======== SELECTED EXCERPT ========

What your iPod says about you

By Tyler

no responses. »

Oh, iPod. The earbuds have become ubiquitous, the scroll wheel came to define usability and nearly everyone had one on their wish list. You’d think after so many years and so many versions that the sales would dramatically slow down, but they really haven’t.

Without the iPod, we wouldn’t have the iPhone or the iPad and Apple certainly would not be as big as it is now. In fact, Apple has attributed many PC switchers to them buying iPods after iTunes became Windows compatible. Only Sony’s Walkman had as great of an impact on mobile music listening.

Here’s a breakdown of each (current) model, along with the personality type I usually see owning it:

1. iPod Shuffle
You’re either an athlete of some kind (usually a runner) or don’t have a lot of discretionary income. If you’re a runner, you bought it so you wouldn’t have to worry so damn much about a strap or pouch and if it breaks from concussion or water, it’s fairly easily replaced. You probably bought your favorite color or the one that best matched your jewelry. If you’re not a runner of some kind, you bought it to look cool and you probably constantly complain that it can’t fit all of your rap albums you downloaded from Limewire (yeah, I went there).

======== RECORDS ========

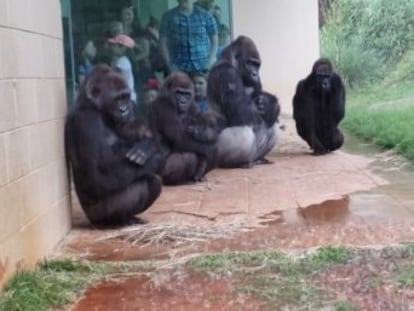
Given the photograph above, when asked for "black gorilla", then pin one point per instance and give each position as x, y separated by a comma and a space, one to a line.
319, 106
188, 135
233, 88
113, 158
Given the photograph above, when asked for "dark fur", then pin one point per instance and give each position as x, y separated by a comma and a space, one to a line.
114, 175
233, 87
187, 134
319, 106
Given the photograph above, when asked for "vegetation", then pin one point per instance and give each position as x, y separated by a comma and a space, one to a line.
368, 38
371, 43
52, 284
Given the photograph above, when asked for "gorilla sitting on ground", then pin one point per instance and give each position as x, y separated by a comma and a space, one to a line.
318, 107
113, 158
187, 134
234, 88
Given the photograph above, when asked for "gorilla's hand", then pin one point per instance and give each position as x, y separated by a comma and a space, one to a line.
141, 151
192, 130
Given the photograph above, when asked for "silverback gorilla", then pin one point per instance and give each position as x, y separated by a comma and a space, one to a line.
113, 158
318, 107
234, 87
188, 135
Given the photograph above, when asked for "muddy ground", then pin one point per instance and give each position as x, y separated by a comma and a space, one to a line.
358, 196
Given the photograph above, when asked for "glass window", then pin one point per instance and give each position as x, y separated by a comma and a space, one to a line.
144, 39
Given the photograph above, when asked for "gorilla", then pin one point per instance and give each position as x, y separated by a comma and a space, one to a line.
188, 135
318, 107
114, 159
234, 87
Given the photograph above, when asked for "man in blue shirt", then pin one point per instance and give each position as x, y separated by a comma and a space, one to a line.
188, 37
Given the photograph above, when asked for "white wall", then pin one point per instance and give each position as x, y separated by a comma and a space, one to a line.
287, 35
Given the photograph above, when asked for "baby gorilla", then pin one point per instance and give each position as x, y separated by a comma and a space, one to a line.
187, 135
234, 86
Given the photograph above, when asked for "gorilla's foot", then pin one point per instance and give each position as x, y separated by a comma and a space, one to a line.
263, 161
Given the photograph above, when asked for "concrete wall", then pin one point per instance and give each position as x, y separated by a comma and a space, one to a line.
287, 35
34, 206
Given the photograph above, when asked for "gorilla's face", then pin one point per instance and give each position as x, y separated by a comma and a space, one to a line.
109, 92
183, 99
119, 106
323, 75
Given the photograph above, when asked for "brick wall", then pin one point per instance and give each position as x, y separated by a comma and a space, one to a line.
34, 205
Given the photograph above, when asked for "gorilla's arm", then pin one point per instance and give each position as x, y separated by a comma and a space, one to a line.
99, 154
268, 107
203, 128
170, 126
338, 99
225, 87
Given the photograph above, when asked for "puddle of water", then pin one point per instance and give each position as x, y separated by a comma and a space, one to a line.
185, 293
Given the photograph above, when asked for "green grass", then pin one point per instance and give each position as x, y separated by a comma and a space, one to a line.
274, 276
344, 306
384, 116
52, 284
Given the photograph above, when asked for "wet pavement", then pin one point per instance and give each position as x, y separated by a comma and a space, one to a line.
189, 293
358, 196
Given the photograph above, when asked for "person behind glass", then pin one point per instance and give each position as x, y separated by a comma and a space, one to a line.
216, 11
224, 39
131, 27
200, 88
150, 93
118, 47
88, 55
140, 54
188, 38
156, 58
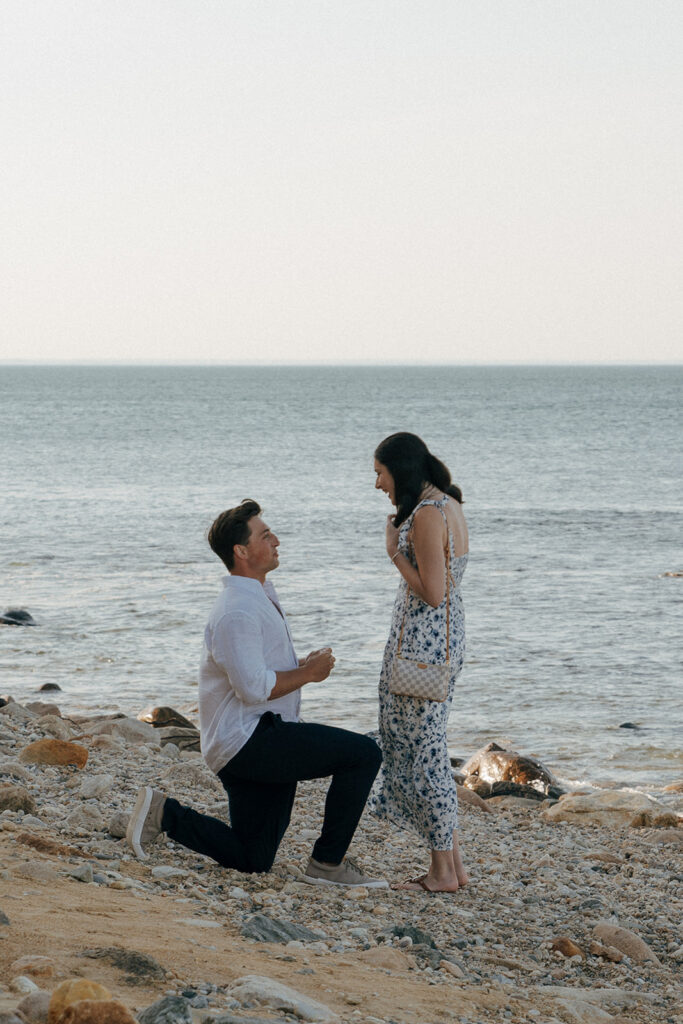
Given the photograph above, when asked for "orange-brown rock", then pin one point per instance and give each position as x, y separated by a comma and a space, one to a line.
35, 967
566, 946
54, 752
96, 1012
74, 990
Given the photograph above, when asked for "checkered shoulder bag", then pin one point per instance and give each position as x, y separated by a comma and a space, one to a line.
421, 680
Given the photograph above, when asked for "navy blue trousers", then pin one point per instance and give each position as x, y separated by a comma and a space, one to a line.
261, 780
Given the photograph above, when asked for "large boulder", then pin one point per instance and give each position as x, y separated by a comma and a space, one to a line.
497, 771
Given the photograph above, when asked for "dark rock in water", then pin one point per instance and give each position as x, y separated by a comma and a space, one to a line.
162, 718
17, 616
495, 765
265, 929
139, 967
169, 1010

========

STATED EXERCISE → Carry the post about iPod owners forward from its last sentence. The material plays no part in this work.

TASK OUTPUT →
2. iPod Nano
You really, really wanted an iPod because everyone else had one but you had no idea why, but you bought the Nano because it was easily the trendiest of all iPods. You usually listen to it while sitting at your computer, making its portability useless. The latest model is seemingly small enough to be used as a watch, though you’d have to be pretty geeky to go that far. You most likely have blue or silver, especially if it was a gift. The Nano is by far the most likely to be a gift than any other iPod.

3. The iPod Classic
You had no idea what iPod to get and you’re probably over 50. Your music/video collection is nowhere near as large as the capacity of the Classic (your computer hard drive is probably smaller) but you bought it anyway because you were always taught to allow for extra storage. Those over 50 probably thought the bigger screen would be easier to read and the scroll wheel easier to navigate. Those under 50 are probably pissed that their Classic still works, so they can’t justify buying a new, shinier model.

4. iPod Touch
You probably REALLY wanted an iPhone, but are either locked in your own contract or on your parents’ plan. You’ve probably owned a Game Boy/PSP/other handheld device in the past and think of the Touch as more of a toy than a mini computer. I’m also betting you really, really wanted a cool Apple product, but a MacBook was out of your price range. Also betting that you paid half while your parents paid the rest.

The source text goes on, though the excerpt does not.